_STATED GOAL 1:_ In the passage on the reluctance tensor, substitute "in-house software" for "our own software" and write out the part between "in permanent magnets, with" and "by Equation (3a).", inclusive.
_STATED GOAL 2:_
Decide whether each statement agrees with the passage on the reluctance tensor, answering yes or no and quoting the words that settle it:
(a) The way cores are arranged in the CL modulator makes a reluctance tensor necessary in Equation (1).
(b) The angle Θ lies between axis y and the transverse direction axis.
(c) The authors solved Equation (3) with a nonlinear finite element package they already knew.
_STATED GOAL 3:_
Answer these from the passage on the reluctance tensor:
(a) What does CL stand for?
(b) Besides the potential, what quantity is found in the entire computational area?
(c) Which equation describes problems that none of the nonlinear finite element packages known to the authors solves?

_QUOTED PASSAGE:_
*****

A certain complication in the description is created by the specific arrangement of cores used in the circumferential lamination (CL) modulator, which enforces the necessity of using the reluctance tensor in Equation (1). The orthotropy resulting from the way the sheets are arranged in the longitudinal and transverse directions in the field model must additionally take into account the transformation resulting from the rotation of individual cores around the center of symmetry of the converter [18]. The reluctance tensor after taking into account the transformations related to the transformation matrix can be described by Equation (2).

$$\mathit{\nu }=\left[\begin{array}{cc}{\nu }_{xx}& {\nu }_{xy}\\ {\nu }_{yx}& {\nu }_{yy}\end{array}\right]=\left[\begin{array}{cc}{\nu }_{\parallel }{\cos }^2\mathsf{\Theta }+{\nu }_{\perp }{\sin }^2\mathsf{\Theta }& \left({\nu }_{\parallel }-{\nu }_{\perp }\right)\cos \mathsf{\Theta }\sin \mathsf{\Theta }\\ \left({\nu }_{\parallel }-{\nu }_{\perp }\right)\cos \mathsf{\Theta }\sin \mathsf{\Theta }& {\nu }_{\parallel }{\sin }^2\mathsf{\Theta }+{\nu }_{\perp }{\cos }^2\mathsf{\Theta }\end{array}\right]$$

(2)

where ${\nu }_{\parallel }$ and ${\nu }_{\perp }$ are magnetic reluctivities in longitudinal and transverse stacking directions, respectively, and $\mathsf{\Theta }$ represents an angle between axis x of the global system of coordinates and the longitudinal direction axis.

Substituting the tensor reluctivity in Equation (1), we get the general form of the equation to be solved with respect to the potential of $A_z$, and consequently also the magnetic induction B in the entire computational area. Considering Equation (2), Equation (1) becomes:

$$\frac{\partial }{\partial y}\left({\nu }_{xx}\frac{\partial A_z}{\partial y}\right)+\frac{\partial }{\partial x}\left({\nu }_{yy}\frac{\partial A_z}{\partial x}\right)-\frac{\partial }{\partial y}\left({\nu }_{yx}\frac{\partial A_z}{\partial x}\right)-\frac{\partial }{\partial x}\left({\nu }_{xy}\frac{\partial A_z}{\partial y}\right)=0$$

(3a)

in ferromagnetic elements except permanent-magnets,

$${\nu }_0\frac{{\partial }^2{A}_z}{\partial x^2}+{\nu }_0\frac{{\partial }^2{A}_z}{\partial y^2}=-\left(\frac{\partial H_{c_y}}{\partial x}-\frac{\partial H_{c_x}}{\partial y}\right)$$

(3b)

in permanent magnets, with ${\nu }_0$ being reluctivity of vacuum.

The solution of Equation (3) was carried out using our own software as neither of the nonlinear finite element packages known to the authors solves problems described by Equation (3a).

*****

(Records in a dataset)
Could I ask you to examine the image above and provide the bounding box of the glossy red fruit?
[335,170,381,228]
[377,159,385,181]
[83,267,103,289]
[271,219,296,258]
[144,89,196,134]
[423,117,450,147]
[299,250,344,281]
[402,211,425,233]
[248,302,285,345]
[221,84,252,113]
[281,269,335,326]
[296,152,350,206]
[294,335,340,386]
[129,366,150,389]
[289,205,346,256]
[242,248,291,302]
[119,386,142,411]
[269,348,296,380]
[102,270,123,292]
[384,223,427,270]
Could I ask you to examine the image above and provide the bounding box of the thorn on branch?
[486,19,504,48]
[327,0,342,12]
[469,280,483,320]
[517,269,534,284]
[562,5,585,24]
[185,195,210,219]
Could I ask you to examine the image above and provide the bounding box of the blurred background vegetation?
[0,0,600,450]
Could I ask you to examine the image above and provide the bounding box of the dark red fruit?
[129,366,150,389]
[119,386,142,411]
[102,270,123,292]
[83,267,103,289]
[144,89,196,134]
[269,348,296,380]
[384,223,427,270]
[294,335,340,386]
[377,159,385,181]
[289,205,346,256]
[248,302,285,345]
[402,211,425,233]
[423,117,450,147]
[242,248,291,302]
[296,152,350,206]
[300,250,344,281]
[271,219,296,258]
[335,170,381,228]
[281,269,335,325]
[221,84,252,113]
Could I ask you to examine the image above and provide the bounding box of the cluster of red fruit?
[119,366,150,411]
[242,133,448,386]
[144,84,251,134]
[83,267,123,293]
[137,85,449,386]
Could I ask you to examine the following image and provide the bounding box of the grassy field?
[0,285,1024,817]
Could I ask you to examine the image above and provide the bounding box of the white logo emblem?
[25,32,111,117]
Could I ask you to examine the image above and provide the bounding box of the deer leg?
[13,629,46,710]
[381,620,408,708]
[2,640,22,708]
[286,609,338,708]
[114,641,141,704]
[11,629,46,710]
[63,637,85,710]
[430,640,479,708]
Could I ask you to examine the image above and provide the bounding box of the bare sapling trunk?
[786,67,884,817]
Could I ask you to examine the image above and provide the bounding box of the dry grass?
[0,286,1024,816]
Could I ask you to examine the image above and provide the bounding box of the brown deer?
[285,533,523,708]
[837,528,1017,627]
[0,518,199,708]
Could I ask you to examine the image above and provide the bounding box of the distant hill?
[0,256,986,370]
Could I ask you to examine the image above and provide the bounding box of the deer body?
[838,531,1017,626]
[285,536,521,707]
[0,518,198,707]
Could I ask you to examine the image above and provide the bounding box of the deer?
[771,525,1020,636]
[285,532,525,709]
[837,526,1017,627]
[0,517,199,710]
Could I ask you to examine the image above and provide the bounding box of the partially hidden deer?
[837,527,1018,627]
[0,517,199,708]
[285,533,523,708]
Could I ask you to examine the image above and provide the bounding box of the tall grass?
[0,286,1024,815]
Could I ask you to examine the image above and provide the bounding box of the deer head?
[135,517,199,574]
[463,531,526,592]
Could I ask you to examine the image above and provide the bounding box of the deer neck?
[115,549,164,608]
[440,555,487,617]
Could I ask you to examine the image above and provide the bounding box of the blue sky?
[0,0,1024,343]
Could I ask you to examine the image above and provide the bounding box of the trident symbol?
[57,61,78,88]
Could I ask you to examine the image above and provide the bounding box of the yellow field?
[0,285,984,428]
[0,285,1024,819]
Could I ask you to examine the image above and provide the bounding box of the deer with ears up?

*****

_PROBLEM SOLUTION 1:_
in permanent magnets, with ${\nu }_0$ being reluctivity of vacuum.

The solution of Equation (3) was carried out using in-house software as neither of the nonlinear finite element packages known to the authors solves problems described by Equation (3a).

_PROBLEM SOLUTION 2:_
(a) Yes: "which enforces the necessity of using the reluctance tensor in Equation (1)"
(b) No: "an angle between axis x of the global system of coordinates and the longitudinal direction axis"
(c) No: "The solution of Equation (3) was carried out using our own software"

_PROBLEM SOLUTION 3:_
(a) Circumferential lamination.
(b) The magnetic induction B.
(c) Equation (3a).